··· BACAAN

Sabtu, 17 Januari 2009

Bab Tentang Air-Air (Lanjutan)

Thursday, 11.12.2008, 07:25am (GMT+8)

Dalil-Dalil Setiap Pendapat



Adapun pendapat pertama, mereka berdalilkan dengan beberapa dalil, diantaranya :



1. Allah Jalla Sya`nuhu menyatakan :



وَيُنَزِّلُ عَلَيْكُمْ مِنَ السَّمَاءِ مَاءً لِيُطَهِّرَكُمْ بِهِ

“Dan Allah menurunkan kepada kalian hujan dari langit untuk menyucikan kalian dengan hujan itu.” (QS. Al-Anfal : 11)



Dan Allah Azhomat Hikmatuhu berfirman :



وَأَنْزَلْنَا مِنَ السَّمَاءِ مَاءً طَهُورًا

“Dan Kami turunkan dari langit air yang amat bersih.” (QS. Al-Furqan : 48)



Allah Al-‘Alim Al-Hakim berfirman :



فَلَمْ تَجِدُوا مَاءً فَتَيَمَّمُوا

“Kemudian kamu tidak mendapat air, maka bertayamumlah kamu.” (QS. An-Nisa` : 43, Al-Ma`idah : 6)

Sisi pendalilan : Ayat-ayat di atas dan banyak dalil umum lainnya adalah merupakan nash yang sangat jelas dan tegas menunjukkan bahwa air walaupun kejatuhan najis namun masih berada di atas asal penciptaannya yaitu belum berubah salah satu dari tiga sifatnya maka terhitung suci dan tercakup dalam konteks ayat-ayat di atas, airnya banyak maupun sedikit, lebih dua qullah maupun kurang.



2. Firman Allah Subhanahu Wa Ta’ala :



وَيُحِلُّ لَهُمُ الطَّيِّبَاتِ

“Dan (Dia) menghalalkan bagi mereka segala yang baik”. (QS. Al-A’raf : 157)

Sisi pendalilan : Air yang tidak berubah oleh najis yang jatuh kepadanya masih tetap berada di atas asal penciptaannya maka ia terhitung hal-hal baik yang tercakup dalam konteks ayat. Demikian makna keterangan Ibnul Qoyyim.



3. Hadits no.12 yang akan datang penjelasannya tentang perintah Nabi shollallahu ‘alaihi wa ‘ala alihi wa sallam untuk menuangkan setimba air menyiram kencing a’raby (orang arab pedalaman) yang kencing di masjid.

Sisi pendalilannya : Tempat kencing a’raby yang sedemikian rupa kembali menjadi suci hanya dengan setimba air, ini menunjukkan bahwa najis yang sedikit tidaklah merusak air yang sedikit. Sehingga bisa ditetapkan bahwa air yang kejatuhan najis tidaklah dianggap najis kecuali bila merubah rasa, warna atau baunya, sedikit maupun banyak.

······

▸ TUJUAN TUGAS
Dalam bacaan tentang air, dengan apa tempat kencing a’raby di masjid disucikan menurut perintah Nabi? Entri yang menyertai halaman ini tidak diperlukan.

··· ENTRI YANG DITAMPILKAN

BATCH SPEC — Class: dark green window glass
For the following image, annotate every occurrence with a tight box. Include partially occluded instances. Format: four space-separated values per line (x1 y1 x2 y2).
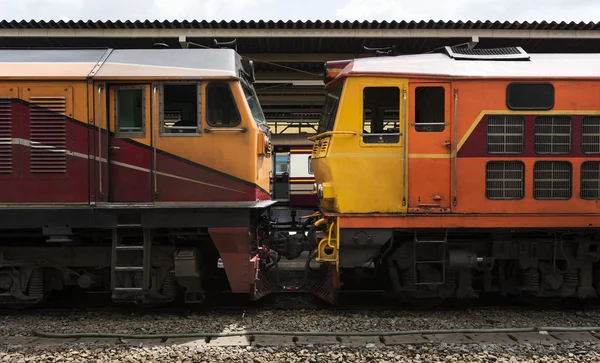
117 89 144 132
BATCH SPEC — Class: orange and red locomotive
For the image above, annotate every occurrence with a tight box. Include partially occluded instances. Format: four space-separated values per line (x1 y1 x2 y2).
0 49 273 304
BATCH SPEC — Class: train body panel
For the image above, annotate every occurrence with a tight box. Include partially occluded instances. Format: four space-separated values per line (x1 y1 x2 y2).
311 47 600 300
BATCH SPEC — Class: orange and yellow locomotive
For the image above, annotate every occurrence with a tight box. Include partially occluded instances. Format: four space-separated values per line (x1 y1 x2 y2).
312 47 600 301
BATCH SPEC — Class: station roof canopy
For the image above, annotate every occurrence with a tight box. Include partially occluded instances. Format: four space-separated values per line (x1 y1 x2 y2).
0 20 600 132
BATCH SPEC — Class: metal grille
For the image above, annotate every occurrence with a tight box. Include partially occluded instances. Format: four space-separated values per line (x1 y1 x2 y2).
485 161 525 199
581 161 600 199
487 115 525 154
443 47 530 60
581 116 600 154
0 98 13 174
533 161 572 199
29 97 67 173
534 116 572 154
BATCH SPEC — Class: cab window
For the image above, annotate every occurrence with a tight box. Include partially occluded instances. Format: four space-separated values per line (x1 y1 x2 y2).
161 83 200 136
362 87 400 144
206 81 241 127
414 86 446 132
115 87 145 137
317 83 343 134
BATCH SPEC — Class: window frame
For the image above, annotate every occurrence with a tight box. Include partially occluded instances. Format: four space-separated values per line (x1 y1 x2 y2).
317 80 345 134
485 160 527 201
359 84 403 147
485 114 527 155
532 114 575 155
506 82 556 111
532 160 581 201
158 81 202 137
579 160 600 201
113 85 148 139
411 83 451 133
579 115 600 155
204 80 241 129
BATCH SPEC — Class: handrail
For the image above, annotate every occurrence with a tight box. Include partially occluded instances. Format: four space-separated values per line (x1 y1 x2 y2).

······

▸ HASIL
Tempat itu disucikan dengan setimba air yang dituangkan untuk menyiramnya.